§ **Document section**:
Content starts

“January, February, March, the days are marching forward. April, May, June, and July, they fly like a hummingbird. August, September, October, the year is almost over. November, December arrive, another year, come and gone.”
The three writers of that song, Our Time is Now, knew time is fleeting. A year before the song was written in 2012, one of the songwriters lost their mother to dementia and their father to the same medical condition in 2018. Two years later, that same songwriter required open-heart surgery.
We twirl around and a baby is born. We twirl around and a loved one passes. We twirl some more and that same baby is grown, pregnant with her own child.
When we woke up on News Years day on January 1, 2020 none of us knew what was ahead. Because of this year, most people value time a whole lot more, even though it’s still elusive.
It’s hard for me to wrap my brain around the concept that what I do in the temporary, or the here and now, affects eternity. Regardless, it’s a scary yet true reality.
The writings of C.S. Lewis, going back to 1952, when he wrote Mere Christianity, still speak volumes after many decades.
“But God, I believe, does not live in a Time-series at all. His life is not dribbled out moment by moment like ours: with Him it is, so to speak, still 1920 and already 1960. For His life is Himself. If you picture Time as a straight line along which we have to travel, then you must picture God as the whole page on which the line is drawn. We come to the parts of the line one by one: we have to leave A behind before we get to B, and cannot reach C until we leave B behind. God, from above or outside or all around, contains the whole line, and sees it all.”
No, God is not a slave to time like we are. Although 2020 may have taken away what is most precious to us, some of us think “we” still have time to spare. If God did get a lot of people’s attention this year, why do some folks still put Him off. “I’ll get around to Him someday when I feel religious.”

Content ends

§ **Stored data**:
Content starts

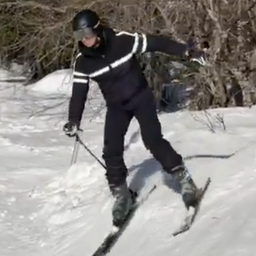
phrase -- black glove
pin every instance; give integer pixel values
(70, 129)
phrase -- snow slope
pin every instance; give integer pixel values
(48, 207)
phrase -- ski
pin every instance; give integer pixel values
(190, 218)
(116, 232)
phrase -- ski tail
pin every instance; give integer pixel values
(116, 232)
(191, 216)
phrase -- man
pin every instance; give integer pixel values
(108, 57)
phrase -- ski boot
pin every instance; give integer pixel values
(124, 200)
(189, 191)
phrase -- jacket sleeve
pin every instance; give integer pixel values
(163, 44)
(79, 92)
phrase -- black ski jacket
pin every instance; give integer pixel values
(115, 68)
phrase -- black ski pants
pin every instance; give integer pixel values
(143, 108)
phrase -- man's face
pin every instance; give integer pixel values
(90, 41)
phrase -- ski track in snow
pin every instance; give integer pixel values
(50, 208)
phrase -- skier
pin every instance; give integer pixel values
(108, 57)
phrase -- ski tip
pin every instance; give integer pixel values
(114, 229)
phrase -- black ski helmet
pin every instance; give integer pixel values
(86, 23)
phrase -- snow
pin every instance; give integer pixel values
(48, 207)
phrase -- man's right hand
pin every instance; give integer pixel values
(70, 129)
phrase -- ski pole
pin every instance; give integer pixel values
(75, 152)
(89, 151)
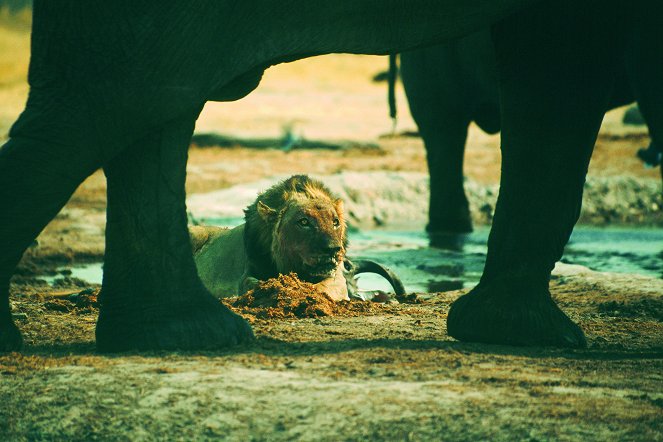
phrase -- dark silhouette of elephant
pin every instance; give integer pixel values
(448, 86)
(120, 84)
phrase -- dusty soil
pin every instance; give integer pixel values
(371, 372)
(389, 373)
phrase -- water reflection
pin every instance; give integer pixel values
(448, 241)
(444, 285)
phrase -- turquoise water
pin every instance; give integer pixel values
(426, 269)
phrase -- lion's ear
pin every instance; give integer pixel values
(338, 205)
(266, 213)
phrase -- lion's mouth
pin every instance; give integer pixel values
(321, 267)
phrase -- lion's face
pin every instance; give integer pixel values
(309, 238)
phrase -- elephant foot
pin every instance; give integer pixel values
(10, 337)
(203, 326)
(512, 312)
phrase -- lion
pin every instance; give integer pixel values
(296, 226)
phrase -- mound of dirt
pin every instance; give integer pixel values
(289, 297)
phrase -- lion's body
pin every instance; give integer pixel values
(295, 226)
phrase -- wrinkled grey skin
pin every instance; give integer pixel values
(120, 84)
(452, 84)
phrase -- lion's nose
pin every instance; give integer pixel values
(331, 250)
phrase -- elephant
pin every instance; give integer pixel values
(452, 84)
(119, 85)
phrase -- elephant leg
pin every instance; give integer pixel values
(556, 69)
(644, 62)
(152, 297)
(36, 180)
(434, 87)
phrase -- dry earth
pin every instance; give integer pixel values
(391, 373)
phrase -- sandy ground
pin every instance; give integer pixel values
(389, 374)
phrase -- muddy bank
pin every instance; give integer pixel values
(396, 199)
(391, 373)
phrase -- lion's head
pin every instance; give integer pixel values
(296, 226)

Content ends

§ **Work request 1**: In the essay on time, start at "We twirl around and a baby" and stop after "it’s still elusive.", rewriting that stretch with "twirl" replaced by "spin".
§ **Work request 2**: Decide whether each statement agrees with the essay on time, answering yes or no and quoting the words that settle it: (a) The song Our Time is Now was written in 2012. (b) C.S. Lewis wrote Mere Christianity in 1952. (c) The song had two writers.
§ **Work request 3**: Carry on the essay on time from its final sentence.

§ **Exercise answer 1**:
We spin around and a baby is born. We spin around and a loved one passes. We spin some more and that same baby is grown, pregnant with her own child.
When we woke up on News Years day on January 1, 2020 none of us knew what was ahead. Because of this year, most people value time a whole lot more, even though it’s still elusive.

§ **Exercise answer 2**:
(a) Yes: "A year before the song was written in 2012"
(b) Yes: "going back to 1952, when he wrote Mere Christianity"
(c) No: "The three writers of that song"

§ **Exercise answer 3**:
When exactly is someday? Paul wasn’t vague when he wrote 2 Corinthians 6:2b, “Indeed, the “right time” is now. Today is the day of salvation.” (NLT)
The prophet Isaiah called for a response while the time is right. He wrote: “Seek the Lord while you can find Him. Call on Him now while He is near. Let the wicked change their ways and banish the very thought of doing wrong. Let them turn to the Lord that He may have mercy on them. Yes, turn to our God, for He will forgive generously.” (55: 6-7, NLT) Isaiah knew that when God graciously extends an invitation to salvation, people must respond.
Before you wake up on January 1, 2021 what needs to change in your life? Maybe you need to tackle reading the Bible. It may sound harsh, but if you believe it-you’ll read it. We do what we want to do. Maybe you need to cross that line and come to God for the very first time.
Maybe you need to come back to God after the loosing battles with bitterness, sin, and emotional pain. You may have thought you could win those fights on your own, but your soul tells you otherwise. Why not come as you are so you can face 2021 with a sense of hopefulness, peacefulness, and encouragement?